Exercise material

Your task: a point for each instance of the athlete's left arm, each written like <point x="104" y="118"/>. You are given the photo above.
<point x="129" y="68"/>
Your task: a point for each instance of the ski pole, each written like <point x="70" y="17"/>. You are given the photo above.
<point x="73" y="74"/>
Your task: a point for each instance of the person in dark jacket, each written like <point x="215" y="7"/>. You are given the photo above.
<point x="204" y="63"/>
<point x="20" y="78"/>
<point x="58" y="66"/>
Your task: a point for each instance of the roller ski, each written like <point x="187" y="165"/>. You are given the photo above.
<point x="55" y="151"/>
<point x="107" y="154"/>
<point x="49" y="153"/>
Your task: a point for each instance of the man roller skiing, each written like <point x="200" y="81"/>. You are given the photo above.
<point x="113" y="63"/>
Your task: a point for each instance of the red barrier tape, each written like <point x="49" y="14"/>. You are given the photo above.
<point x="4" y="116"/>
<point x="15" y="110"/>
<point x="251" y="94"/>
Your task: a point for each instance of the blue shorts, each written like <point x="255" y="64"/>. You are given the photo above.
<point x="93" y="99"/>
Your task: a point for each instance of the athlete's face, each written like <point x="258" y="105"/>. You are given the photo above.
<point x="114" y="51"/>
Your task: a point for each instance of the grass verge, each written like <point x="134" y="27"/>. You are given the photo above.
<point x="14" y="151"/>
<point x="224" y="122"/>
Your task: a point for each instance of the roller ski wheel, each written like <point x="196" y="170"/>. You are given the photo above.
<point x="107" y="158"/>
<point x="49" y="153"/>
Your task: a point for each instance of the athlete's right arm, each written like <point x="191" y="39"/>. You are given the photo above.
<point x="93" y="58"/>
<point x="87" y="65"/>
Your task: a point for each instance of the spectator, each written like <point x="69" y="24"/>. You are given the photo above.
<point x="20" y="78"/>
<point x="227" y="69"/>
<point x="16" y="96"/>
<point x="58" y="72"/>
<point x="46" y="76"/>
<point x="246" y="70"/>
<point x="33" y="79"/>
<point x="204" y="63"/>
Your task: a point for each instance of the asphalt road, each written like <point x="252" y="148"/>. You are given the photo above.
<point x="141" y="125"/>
* * *
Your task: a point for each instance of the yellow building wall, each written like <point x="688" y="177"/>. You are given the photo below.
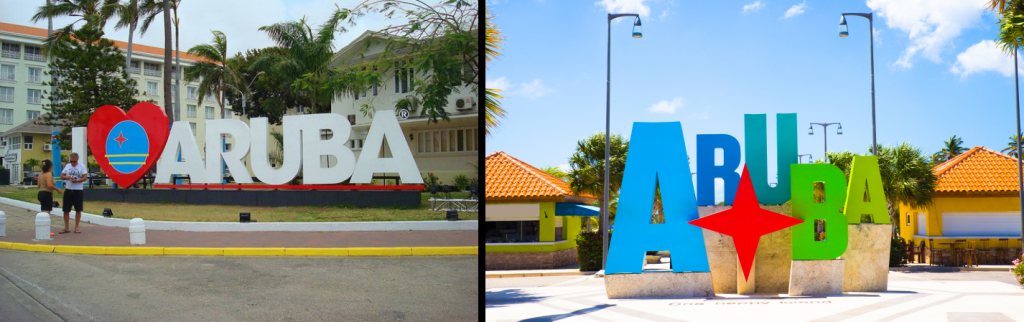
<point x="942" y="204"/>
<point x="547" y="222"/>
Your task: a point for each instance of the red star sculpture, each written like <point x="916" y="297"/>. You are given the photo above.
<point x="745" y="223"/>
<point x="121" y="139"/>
* * *
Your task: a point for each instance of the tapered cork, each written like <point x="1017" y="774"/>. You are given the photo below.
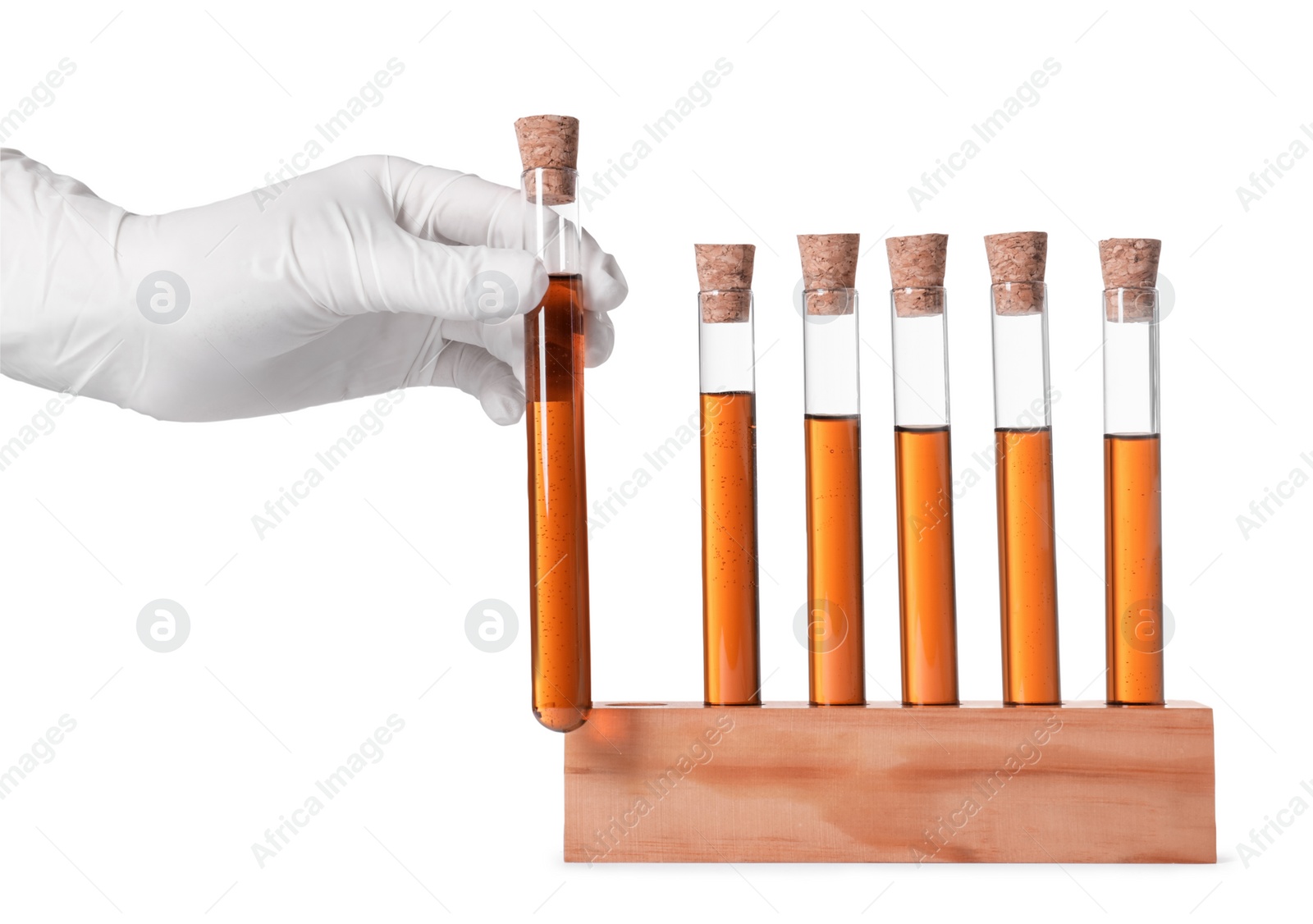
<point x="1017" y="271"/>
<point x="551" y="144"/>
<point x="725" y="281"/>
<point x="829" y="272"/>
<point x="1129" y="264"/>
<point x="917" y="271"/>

Brief
Count the lines of the records that contain the string "below", treating uppercase and lowercase letters as different. Reply with the number alone.

Problem solution
2